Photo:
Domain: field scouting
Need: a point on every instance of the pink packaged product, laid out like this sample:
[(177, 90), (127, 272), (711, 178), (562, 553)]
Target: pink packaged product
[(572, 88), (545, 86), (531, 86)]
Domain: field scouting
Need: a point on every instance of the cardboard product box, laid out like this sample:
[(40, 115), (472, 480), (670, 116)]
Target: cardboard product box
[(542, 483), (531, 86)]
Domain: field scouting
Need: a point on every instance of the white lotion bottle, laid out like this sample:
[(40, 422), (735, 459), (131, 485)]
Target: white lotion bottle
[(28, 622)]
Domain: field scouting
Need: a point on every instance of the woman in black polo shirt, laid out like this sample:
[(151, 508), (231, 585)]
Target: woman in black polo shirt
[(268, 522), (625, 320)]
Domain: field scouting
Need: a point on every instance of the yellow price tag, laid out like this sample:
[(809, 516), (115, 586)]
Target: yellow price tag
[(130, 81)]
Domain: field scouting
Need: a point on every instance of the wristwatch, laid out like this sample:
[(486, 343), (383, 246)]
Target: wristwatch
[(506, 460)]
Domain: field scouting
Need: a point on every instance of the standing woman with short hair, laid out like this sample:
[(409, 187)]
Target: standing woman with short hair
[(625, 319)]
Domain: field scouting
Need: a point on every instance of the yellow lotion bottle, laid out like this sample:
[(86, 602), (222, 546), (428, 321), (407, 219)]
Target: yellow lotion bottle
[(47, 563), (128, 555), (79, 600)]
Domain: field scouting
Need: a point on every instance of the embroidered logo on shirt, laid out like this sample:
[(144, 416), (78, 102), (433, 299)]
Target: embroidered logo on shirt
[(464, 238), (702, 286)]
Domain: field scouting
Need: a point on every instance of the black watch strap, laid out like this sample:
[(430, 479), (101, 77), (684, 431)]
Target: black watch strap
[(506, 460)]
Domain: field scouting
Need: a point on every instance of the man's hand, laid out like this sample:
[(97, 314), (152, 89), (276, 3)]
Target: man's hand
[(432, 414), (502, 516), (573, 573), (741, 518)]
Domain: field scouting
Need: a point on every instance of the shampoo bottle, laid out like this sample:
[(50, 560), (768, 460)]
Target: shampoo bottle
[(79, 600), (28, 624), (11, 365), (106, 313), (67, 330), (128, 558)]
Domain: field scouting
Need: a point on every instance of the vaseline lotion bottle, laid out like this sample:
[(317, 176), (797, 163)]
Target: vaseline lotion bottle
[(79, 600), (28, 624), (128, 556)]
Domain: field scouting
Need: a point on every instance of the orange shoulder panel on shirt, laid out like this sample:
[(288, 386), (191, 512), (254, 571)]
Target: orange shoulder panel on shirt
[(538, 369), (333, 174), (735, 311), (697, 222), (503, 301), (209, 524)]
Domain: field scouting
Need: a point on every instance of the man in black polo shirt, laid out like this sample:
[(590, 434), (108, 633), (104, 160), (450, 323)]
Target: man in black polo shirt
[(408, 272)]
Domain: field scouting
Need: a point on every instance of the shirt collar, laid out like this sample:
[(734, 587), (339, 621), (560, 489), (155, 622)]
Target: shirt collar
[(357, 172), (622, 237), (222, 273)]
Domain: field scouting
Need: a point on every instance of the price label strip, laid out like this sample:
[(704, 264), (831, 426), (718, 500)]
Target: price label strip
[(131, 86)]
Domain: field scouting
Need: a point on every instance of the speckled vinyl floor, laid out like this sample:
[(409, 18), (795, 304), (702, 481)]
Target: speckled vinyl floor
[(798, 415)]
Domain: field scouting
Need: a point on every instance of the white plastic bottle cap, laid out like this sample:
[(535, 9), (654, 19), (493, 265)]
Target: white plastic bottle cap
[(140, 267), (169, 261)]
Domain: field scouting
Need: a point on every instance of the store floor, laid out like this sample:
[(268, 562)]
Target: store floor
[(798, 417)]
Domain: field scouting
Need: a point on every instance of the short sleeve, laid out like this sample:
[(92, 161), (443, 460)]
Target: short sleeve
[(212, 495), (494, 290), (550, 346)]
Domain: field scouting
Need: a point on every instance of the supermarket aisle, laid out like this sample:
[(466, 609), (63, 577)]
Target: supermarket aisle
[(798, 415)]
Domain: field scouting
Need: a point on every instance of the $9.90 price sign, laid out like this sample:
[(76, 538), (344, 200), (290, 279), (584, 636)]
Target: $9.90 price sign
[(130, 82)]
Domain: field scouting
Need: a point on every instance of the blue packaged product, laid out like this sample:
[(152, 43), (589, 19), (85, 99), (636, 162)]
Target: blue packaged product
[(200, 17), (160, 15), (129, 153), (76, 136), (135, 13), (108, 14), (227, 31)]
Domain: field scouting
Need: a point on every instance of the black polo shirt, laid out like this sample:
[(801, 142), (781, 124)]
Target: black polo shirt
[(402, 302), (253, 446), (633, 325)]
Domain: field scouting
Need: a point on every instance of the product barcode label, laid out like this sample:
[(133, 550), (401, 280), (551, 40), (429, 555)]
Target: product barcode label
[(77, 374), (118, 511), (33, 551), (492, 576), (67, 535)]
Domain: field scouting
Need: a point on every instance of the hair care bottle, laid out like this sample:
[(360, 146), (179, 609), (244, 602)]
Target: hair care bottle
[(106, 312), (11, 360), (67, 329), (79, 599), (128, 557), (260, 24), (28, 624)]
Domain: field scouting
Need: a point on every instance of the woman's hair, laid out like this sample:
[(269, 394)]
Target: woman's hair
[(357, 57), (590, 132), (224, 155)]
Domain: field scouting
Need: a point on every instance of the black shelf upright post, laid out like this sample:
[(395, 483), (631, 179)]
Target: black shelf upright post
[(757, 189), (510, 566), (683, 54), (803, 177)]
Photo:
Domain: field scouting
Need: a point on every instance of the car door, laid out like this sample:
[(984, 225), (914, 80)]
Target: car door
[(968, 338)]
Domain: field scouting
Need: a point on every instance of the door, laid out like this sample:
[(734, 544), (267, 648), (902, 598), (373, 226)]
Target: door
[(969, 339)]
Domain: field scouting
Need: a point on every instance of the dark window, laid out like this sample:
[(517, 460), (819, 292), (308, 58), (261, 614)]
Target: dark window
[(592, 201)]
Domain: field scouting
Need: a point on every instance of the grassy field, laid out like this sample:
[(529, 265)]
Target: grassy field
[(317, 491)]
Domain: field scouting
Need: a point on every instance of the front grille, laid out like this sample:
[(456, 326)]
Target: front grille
________________________________________
Exercise objective -
Retype all of the data above verbatim, line for line, with no changes.

Task output -
Photo:
Domain: field scouting
Need: a point on every instance of the pink packaged product, laid out like this sample:
[(177, 90), (127, 272), (711, 178), (562, 553)]
Target: pink packaged product
[(572, 88), (545, 86), (531, 86)]
Domain: field scouting
Need: a point on every instance of the cardboard product box, laid out like this sample:
[(40, 115), (472, 480), (670, 116)]
Target: cardboard product box
[(542, 483), (531, 86)]
Domain: field scouting
Need: a point on every instance of the white lotion bottle, laid out like this sample:
[(40, 422), (735, 459), (131, 485)]
Target: white lotion bottle
[(28, 622)]
Domain: field scouting
Need: a point on every instance of the woman in black polo shirt, laid out like this sample:
[(151, 508), (231, 585)]
Target: woman in black polo shirt
[(268, 522), (625, 320)]
Domain: field scouting
Need: a point on every instance of the yellow price tag, laid out like this sample:
[(809, 516), (115, 586)]
Target: yellow price tag
[(130, 81)]
Domain: field scouting
Need: a point on every instance of the wristwatch, laid out like this sample:
[(486, 343), (383, 246)]
Target: wristwatch
[(506, 460)]
Domain: field scouting
Need: a point on every instance of the standing woman with short hair, laid out like this sample:
[(409, 187)]
Target: standing woman with short hair
[(625, 319)]
Domain: field scouting
Need: a point on every instance of the yellow lotion bottle, laid out like this sample:
[(86, 602), (222, 546), (428, 321), (407, 219)]
Target: yellow lotion bottle
[(47, 563), (128, 555), (79, 600)]
Domain: field scouting
Need: a point on every instance of the embroidered logo on shirt, laid out like this sample:
[(144, 416), (78, 102), (433, 299)]
Target: embroidered logo on shirt
[(464, 238), (702, 286)]
Domain: field scouting
Need: a point on every instance of the black watch strap, laid out like this sample:
[(430, 479), (101, 77), (684, 431)]
Target: black watch strap
[(506, 460)]
Domain: field scouting
Need: a point on every instance of the man's hand, laid out like this sample:
[(97, 314), (152, 89), (276, 3)]
Target: man's hand
[(432, 414), (502, 516), (573, 573), (741, 518)]
Domain: field scouting
Need: a point on every instance of the shampoo bottle, laid out like this sample:
[(50, 560), (768, 460)]
Target: shampoo bottle
[(79, 600), (28, 624), (11, 365), (106, 313), (67, 330), (128, 558)]
Domain: field scouting
Need: a point on every instance of the vaseline lotion bottle, laid out like this sample:
[(317, 176), (797, 163)]
Target: vaseline lotion bottle
[(79, 600), (28, 624), (128, 556)]
Domain: field scouting
Need: a point on every instance of the orange shoulder panel on shirt, laid out like this sample:
[(288, 386), (191, 512), (254, 571)]
Target: orange shoulder panel on shirt
[(538, 369), (333, 174), (735, 311), (697, 222), (503, 301), (209, 524)]
Domain: field scouting
Need: a point on every instance of the man in black polo shirt, laid out like this sample:
[(590, 434), (108, 633), (104, 160), (450, 323)]
Target: man in black polo shirt
[(408, 272)]
Domain: field scouting
Need: a point on every instance of the shirt collar, laid out like this sample:
[(734, 587), (339, 621), (560, 489), (155, 622)]
Target: shirt collar
[(357, 172), (622, 237), (222, 273)]
Domain: field scouting
Need: a point on every instance of the price label strip, laid out like this sample:
[(704, 264), (831, 426), (718, 500)]
Target: price label strip
[(131, 86)]
Domain: field scouting
Need: a point on every instance of the speckled vinyl floor, laid out like this sample:
[(409, 18), (795, 304), (702, 481)]
Target: speckled vinyl floor
[(798, 415)]
Domain: field scouting
Need: a point on every instance of the white plastic bottle cap, laid out like this sample:
[(535, 9), (654, 19), (493, 265)]
Target: white plastic bottle cap
[(140, 267), (169, 261)]
Domain: field scouting
Need: a point on every instance of the store floor, laid out like this sample:
[(268, 562)]
Target: store floor
[(798, 417)]
Domain: field scouting
Need: a point on every instance of the short sleeve, laid out like this sample:
[(92, 161), (443, 460)]
Target: short sleeve
[(212, 495), (494, 290), (550, 346)]
Domain: field scouting
Need: a point on every instance of the supermarket aisle, laid out like this sample:
[(466, 609), (63, 577)]
Target: supermarket aisle
[(798, 415)]
Domain: field scouting
Need: a point on every instance of the $9.90 price sign, laid out like this sample:
[(76, 538), (344, 200), (290, 279), (584, 636)]
Target: $9.90 price sign
[(130, 82)]
Domain: field scouting
Need: a point on every instance of the blue packaged product, laid out like this sample:
[(152, 43), (589, 19), (85, 99), (636, 162)]
Target: blue packaged product
[(200, 17), (160, 15), (129, 153), (76, 136), (135, 13), (108, 14), (227, 31)]
Domain: field scouting
Need: a point on every instance of the black polo shirt, laid out like this sample:
[(801, 142), (781, 124)]
Target: black polo shirt
[(402, 302), (253, 446), (633, 325)]
Domain: field scouting
Need: a point on every instance of the product barcode label, laid out like this sample:
[(133, 550), (401, 280), (551, 40), (429, 555)]
Target: product barcode label
[(77, 374), (118, 511), (33, 551), (492, 576), (67, 535)]
Domain: field scouting
Need: a point on every instance of the hair care bottle, laid out like this sample:
[(360, 146), (179, 609), (244, 602)]
Target: hair care bottle
[(106, 312), (11, 360), (67, 329), (79, 599), (128, 557), (260, 24), (28, 624)]
Domain: field scouting
Need: a point on every instance of the woman's hair, laid out like this sample:
[(269, 394)]
Target: woman's hair
[(357, 57), (590, 132), (224, 155)]
Domain: field scouting
Need: a point on every instance of the black shelf upright post, laid out like this sample:
[(395, 483), (631, 179)]
Target: black shelf upright post
[(757, 189), (510, 566), (683, 54), (803, 177)]
Photo:
Domain: field scouting
Need: a point on every instance of the car door, laid out like this sample:
[(984, 225), (914, 80)]
Target: car door
[(968, 338)]
Domain: field scouting
Need: a point on every instance of the door, laid out like this sample:
[(734, 544), (267, 648), (902, 598), (373, 226)]
Target: door
[(969, 339)]
Domain: field scouting
Need: a point on every instance of the dark window, laid out like this sample:
[(517, 460), (819, 292), (308, 58), (261, 614)]
Target: dark window
[(592, 201)]
Domain: field scouting
Need: a point on every instance of the grassy field, laid out like this sample:
[(529, 265)]
Target: grassy field
[(317, 491)]
Domain: field scouting
Need: a point on every instance of the front grille, laid out like this sample:
[(456, 326)]
Target: front grille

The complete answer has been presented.